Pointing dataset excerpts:
start

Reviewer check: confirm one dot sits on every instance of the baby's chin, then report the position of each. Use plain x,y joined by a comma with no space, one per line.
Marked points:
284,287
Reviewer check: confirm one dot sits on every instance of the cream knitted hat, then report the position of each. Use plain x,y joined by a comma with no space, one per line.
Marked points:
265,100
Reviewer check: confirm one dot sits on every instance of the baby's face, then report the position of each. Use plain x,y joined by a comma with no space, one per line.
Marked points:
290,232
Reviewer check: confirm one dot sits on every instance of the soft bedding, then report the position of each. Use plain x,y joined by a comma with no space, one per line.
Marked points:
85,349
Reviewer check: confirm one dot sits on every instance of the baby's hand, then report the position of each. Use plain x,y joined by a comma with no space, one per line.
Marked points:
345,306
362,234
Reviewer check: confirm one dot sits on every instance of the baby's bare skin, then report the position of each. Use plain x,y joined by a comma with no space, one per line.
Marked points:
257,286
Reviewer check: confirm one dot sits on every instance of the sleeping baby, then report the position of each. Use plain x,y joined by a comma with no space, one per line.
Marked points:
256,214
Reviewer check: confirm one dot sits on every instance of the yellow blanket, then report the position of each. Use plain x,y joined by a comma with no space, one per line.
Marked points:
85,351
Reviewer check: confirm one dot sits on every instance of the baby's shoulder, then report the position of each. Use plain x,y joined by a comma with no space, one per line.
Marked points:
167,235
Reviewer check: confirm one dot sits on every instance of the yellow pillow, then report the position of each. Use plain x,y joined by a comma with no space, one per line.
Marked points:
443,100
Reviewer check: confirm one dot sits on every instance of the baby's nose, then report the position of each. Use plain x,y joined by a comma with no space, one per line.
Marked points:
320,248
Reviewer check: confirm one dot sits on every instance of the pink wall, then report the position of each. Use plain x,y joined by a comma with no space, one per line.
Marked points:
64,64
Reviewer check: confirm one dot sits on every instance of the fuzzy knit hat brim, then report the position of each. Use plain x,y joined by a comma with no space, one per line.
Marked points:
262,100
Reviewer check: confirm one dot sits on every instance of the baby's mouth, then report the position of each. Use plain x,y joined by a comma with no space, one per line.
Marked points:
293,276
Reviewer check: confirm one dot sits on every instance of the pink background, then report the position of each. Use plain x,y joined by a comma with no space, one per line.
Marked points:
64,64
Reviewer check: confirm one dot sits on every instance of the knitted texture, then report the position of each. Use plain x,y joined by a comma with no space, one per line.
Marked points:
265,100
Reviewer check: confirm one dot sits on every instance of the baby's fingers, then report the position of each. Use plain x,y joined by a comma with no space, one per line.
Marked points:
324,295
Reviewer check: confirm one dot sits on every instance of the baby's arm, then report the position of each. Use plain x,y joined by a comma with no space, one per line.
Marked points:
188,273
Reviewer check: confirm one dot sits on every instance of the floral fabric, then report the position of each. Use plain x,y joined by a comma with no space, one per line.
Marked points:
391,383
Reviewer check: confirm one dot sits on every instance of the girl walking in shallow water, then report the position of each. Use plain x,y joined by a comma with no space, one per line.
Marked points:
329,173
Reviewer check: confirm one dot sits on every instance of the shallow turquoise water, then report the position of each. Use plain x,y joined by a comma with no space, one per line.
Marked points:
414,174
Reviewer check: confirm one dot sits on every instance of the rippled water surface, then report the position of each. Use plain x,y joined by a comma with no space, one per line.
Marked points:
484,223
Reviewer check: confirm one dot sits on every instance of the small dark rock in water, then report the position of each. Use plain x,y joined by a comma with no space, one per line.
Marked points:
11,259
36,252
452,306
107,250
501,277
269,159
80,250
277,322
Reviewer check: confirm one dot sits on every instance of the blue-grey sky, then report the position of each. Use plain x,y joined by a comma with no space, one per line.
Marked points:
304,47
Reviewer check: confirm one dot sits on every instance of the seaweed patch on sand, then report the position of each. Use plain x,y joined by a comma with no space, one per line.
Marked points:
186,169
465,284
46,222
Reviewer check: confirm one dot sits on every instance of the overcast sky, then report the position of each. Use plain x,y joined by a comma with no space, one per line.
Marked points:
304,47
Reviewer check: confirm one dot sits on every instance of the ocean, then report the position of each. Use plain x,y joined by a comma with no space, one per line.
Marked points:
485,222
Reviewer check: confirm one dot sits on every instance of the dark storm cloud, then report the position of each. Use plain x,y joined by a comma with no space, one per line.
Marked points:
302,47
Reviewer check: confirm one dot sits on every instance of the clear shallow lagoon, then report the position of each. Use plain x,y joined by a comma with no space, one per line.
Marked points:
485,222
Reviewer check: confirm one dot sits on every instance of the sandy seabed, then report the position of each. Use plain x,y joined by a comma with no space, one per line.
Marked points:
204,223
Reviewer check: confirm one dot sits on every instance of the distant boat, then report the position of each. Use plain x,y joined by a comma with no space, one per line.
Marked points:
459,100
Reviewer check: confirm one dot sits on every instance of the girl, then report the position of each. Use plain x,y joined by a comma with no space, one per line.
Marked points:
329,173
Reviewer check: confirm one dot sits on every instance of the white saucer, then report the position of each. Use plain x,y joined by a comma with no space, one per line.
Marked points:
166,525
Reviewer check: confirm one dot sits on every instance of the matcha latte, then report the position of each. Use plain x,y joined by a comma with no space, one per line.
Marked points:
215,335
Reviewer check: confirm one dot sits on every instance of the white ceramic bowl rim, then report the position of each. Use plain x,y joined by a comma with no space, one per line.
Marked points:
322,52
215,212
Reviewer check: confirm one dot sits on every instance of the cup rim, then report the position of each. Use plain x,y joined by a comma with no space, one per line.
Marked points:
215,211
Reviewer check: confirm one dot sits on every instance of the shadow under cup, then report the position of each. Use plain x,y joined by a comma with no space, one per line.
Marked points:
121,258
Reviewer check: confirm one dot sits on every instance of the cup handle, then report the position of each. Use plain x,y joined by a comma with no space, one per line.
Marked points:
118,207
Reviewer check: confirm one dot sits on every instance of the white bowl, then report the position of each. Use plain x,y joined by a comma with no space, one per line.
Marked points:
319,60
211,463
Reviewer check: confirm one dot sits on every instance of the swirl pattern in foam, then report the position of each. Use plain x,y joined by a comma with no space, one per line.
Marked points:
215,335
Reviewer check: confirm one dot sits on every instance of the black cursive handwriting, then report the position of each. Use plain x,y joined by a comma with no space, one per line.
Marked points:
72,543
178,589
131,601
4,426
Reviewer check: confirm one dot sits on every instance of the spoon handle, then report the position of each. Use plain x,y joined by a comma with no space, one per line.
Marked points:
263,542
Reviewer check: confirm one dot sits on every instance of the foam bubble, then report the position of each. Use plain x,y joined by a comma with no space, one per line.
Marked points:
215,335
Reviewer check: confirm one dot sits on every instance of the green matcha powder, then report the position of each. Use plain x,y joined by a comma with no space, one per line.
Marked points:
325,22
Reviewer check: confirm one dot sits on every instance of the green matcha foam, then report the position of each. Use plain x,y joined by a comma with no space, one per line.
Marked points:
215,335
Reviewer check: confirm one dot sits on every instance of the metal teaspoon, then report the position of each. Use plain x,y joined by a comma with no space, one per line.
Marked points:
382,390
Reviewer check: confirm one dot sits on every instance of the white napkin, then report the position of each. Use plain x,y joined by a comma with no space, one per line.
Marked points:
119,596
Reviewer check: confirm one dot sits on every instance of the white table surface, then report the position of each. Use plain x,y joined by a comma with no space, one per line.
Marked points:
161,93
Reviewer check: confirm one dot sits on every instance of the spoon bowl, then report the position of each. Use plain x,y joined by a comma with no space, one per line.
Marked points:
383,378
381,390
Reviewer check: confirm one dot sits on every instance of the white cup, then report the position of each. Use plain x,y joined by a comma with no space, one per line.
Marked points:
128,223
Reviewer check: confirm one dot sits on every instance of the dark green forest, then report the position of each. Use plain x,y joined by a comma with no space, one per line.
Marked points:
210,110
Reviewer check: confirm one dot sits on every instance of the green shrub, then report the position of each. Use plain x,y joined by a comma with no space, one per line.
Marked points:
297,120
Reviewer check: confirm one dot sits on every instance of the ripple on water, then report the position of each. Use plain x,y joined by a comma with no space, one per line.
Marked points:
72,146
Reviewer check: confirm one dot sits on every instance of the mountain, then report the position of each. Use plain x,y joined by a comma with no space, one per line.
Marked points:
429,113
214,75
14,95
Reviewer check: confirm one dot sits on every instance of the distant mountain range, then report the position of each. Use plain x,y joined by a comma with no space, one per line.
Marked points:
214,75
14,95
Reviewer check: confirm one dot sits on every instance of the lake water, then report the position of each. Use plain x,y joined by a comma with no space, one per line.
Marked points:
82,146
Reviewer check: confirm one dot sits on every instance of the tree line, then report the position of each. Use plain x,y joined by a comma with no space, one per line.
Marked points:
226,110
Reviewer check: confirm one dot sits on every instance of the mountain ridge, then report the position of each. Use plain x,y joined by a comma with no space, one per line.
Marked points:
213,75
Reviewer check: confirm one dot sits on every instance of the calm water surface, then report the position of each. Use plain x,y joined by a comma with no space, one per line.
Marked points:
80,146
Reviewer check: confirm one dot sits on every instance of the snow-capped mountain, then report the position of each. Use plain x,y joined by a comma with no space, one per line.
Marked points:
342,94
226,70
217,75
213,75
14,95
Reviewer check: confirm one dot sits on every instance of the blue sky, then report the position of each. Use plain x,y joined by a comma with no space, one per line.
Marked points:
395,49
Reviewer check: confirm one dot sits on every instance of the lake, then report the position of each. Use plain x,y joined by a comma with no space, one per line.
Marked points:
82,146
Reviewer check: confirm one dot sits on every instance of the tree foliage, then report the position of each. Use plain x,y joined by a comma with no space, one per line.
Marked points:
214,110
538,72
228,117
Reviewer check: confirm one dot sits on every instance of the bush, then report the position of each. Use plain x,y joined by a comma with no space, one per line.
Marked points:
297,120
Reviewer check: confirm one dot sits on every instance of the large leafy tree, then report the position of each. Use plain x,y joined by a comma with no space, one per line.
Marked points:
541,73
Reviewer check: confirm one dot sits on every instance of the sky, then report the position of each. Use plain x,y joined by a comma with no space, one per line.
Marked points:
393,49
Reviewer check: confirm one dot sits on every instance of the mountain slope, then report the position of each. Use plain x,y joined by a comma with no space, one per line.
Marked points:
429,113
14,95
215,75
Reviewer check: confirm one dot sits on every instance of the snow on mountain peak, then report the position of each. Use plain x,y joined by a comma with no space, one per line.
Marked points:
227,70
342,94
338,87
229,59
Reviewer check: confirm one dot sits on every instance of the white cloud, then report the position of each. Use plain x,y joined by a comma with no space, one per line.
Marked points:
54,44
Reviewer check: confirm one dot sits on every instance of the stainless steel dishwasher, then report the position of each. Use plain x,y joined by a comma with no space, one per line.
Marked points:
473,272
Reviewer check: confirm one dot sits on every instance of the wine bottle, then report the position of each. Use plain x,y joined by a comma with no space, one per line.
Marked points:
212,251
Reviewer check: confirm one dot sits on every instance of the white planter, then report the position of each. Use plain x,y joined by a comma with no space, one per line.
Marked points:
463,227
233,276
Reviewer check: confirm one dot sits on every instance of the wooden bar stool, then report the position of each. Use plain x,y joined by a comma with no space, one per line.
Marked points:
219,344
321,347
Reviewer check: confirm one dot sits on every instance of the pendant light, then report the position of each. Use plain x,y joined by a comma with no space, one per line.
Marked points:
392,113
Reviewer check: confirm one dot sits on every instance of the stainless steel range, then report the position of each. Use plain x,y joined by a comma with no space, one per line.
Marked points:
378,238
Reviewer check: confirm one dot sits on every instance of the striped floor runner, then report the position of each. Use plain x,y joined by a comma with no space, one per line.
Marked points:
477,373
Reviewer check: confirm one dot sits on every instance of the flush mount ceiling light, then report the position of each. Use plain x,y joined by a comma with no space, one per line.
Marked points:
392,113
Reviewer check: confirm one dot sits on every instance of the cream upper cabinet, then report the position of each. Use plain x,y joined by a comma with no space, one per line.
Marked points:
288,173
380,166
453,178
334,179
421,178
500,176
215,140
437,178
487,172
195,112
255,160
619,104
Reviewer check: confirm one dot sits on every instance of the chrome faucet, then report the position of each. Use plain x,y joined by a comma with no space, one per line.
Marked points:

end

Work to complete: Starting at the line with "of the wooden", copy every line up to and including the last one in the entries above.

The result:
Reviewer check: confirm one dot sits on every instance of the wooden bar stool, then report the position of each. Use plain x,y joined by a comma with no space, one per line.
Marked points:
219,344
321,347
Reviewer check: confirm one dot sits on every instance of the pendant light, then report the position of each. Use plain x,y joined by a comma with no space, one per line.
Marked points:
392,113
Reviewer check: confirm one dot sits on every instance of the stainless steel range, then report the position of each. Use plain x,y joined by a comma with no space, one per line.
Marked points:
378,238
Reviewer check: confirm one dot sits on every instance of the striped floor runner, then report the position of each. Use plain x,y joined by a comma with no space, one per line.
Marked points:
477,373
Reviewer check: confirm one dot sits on every instance of the flush mount ceiling light, then report the position of each. Use plain x,y joined by a comma with no space, one per line.
Marked points:
392,113
Reviewer check: confirm one dot sits on every instance of the cream upper cabinet, then report the position of each. Use plain x,y joined by a comma with no space, one per line.
Marked points:
288,173
380,166
453,178
334,179
421,178
500,176
215,140
437,178
487,172
195,112
255,160
619,104
Reviewer check: confirm one dot sits on every instance of the chrome faucet, then report the position of each. Use plain x,y joined by a comma with no space, one per line.
Marked points:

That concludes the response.